- **Work task**:
Copy nothing but the text: reproduce each line of the listing exactly and leave the pictures out.

- **Records for this task**:
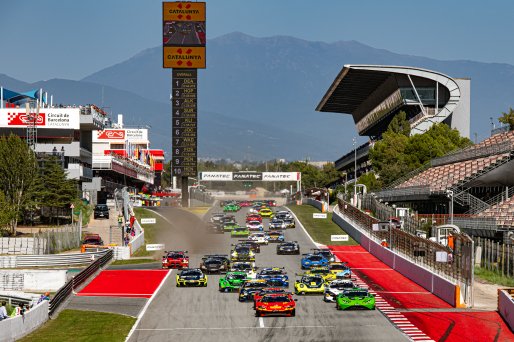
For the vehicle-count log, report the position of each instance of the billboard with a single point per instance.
(120, 135)
(251, 176)
(183, 35)
(55, 118)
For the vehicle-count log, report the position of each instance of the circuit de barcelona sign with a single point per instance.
(251, 176)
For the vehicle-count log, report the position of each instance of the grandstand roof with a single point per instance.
(372, 93)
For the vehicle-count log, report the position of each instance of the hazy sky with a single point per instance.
(72, 39)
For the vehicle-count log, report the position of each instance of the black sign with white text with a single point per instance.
(184, 123)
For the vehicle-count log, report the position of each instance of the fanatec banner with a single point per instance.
(251, 176)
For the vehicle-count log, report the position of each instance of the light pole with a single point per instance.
(449, 193)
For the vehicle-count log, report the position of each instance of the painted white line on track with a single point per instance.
(303, 228)
(261, 322)
(239, 328)
(146, 306)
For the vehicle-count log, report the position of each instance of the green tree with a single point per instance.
(508, 118)
(55, 190)
(18, 176)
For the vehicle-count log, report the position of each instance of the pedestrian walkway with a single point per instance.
(106, 228)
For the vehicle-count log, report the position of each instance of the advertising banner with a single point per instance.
(216, 176)
(281, 176)
(120, 135)
(56, 118)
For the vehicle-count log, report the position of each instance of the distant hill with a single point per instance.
(269, 86)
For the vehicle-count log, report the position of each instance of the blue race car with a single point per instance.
(313, 260)
(274, 276)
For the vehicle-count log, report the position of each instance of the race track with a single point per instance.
(205, 314)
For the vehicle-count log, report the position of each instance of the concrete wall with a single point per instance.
(506, 307)
(32, 280)
(440, 287)
(14, 328)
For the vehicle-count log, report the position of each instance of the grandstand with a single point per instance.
(373, 94)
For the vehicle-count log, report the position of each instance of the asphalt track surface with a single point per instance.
(205, 314)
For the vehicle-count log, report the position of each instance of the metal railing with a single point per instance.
(469, 153)
(419, 250)
(63, 293)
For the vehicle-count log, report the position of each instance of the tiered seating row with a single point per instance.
(443, 177)
(503, 212)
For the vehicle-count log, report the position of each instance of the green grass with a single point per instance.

- **Solution for this exercise**:
For the vehicle-count log, report the position of each instance of the billboard with a single point per instance.
(120, 135)
(251, 176)
(183, 35)
(55, 118)
For the vehicle-count log, report the position of each instance of the circuit de barcelona sign with a single point per instance.
(251, 176)
For the vehicle-count log, report the position of each instance of the grandstand roof with a single point per instance.
(372, 93)
For the vehicle-count log, report the position of each instance of the hazy sky with a single point per instance.
(72, 39)
For the vehicle-count log, report the position of each instance of the black sign with white text with a single point per instance.
(184, 123)
For the vehicle-count log, report the position of each instance of the fanatec banner with a single point per instance.
(251, 176)
For the vehicle-count log, report the position of each instance of the light pole with a single point per instance.
(449, 193)
For the vehicle-count log, report the position of each instance of the painted white line on track with a single point per instance.
(303, 228)
(261, 322)
(239, 328)
(146, 306)
For the vehicle-count log, report the position of each instance of the green tree with a single point per instance.
(508, 118)
(55, 190)
(18, 176)
For the vehicle-count log, report the position of each instance of the pedestrian walkway with a single point per instance.
(106, 228)
For the vehicle-count log, report the position of each instance of the advertising banner with a single point per instance.
(216, 176)
(281, 176)
(120, 135)
(56, 118)
For the vehicle-count log, report the position of each instance of the distant hill with a single point per instance.
(269, 86)
For the vehicle-count log, report the position of each instance of the blue race car with a single point per instance.
(313, 260)
(274, 276)
For the vehicle-count log, report the position of each instance of the race track with a single point per instance.
(205, 314)
For the vehicle-count log, report the position of each instance of the concrete wall with a single point per instance.
(506, 307)
(32, 280)
(440, 287)
(14, 328)
For the vehicle-count log, report the position of each instance of the grandstand with a single point per instance.
(373, 94)
For the vehicle-count log, report the position of each instance of the asphalt track surface with a single point per instance.
(205, 314)
For the vehicle-count log, report the position of each instance of the metal railing with a single point per instance.
(469, 153)
(419, 250)
(63, 293)
For the vehicle-count log, report the position of each instance of the tiered seating row with a single point per instance.
(443, 177)
(503, 212)
For the vehicle-count log, report the position of each instance of the green grass with a single point per instance.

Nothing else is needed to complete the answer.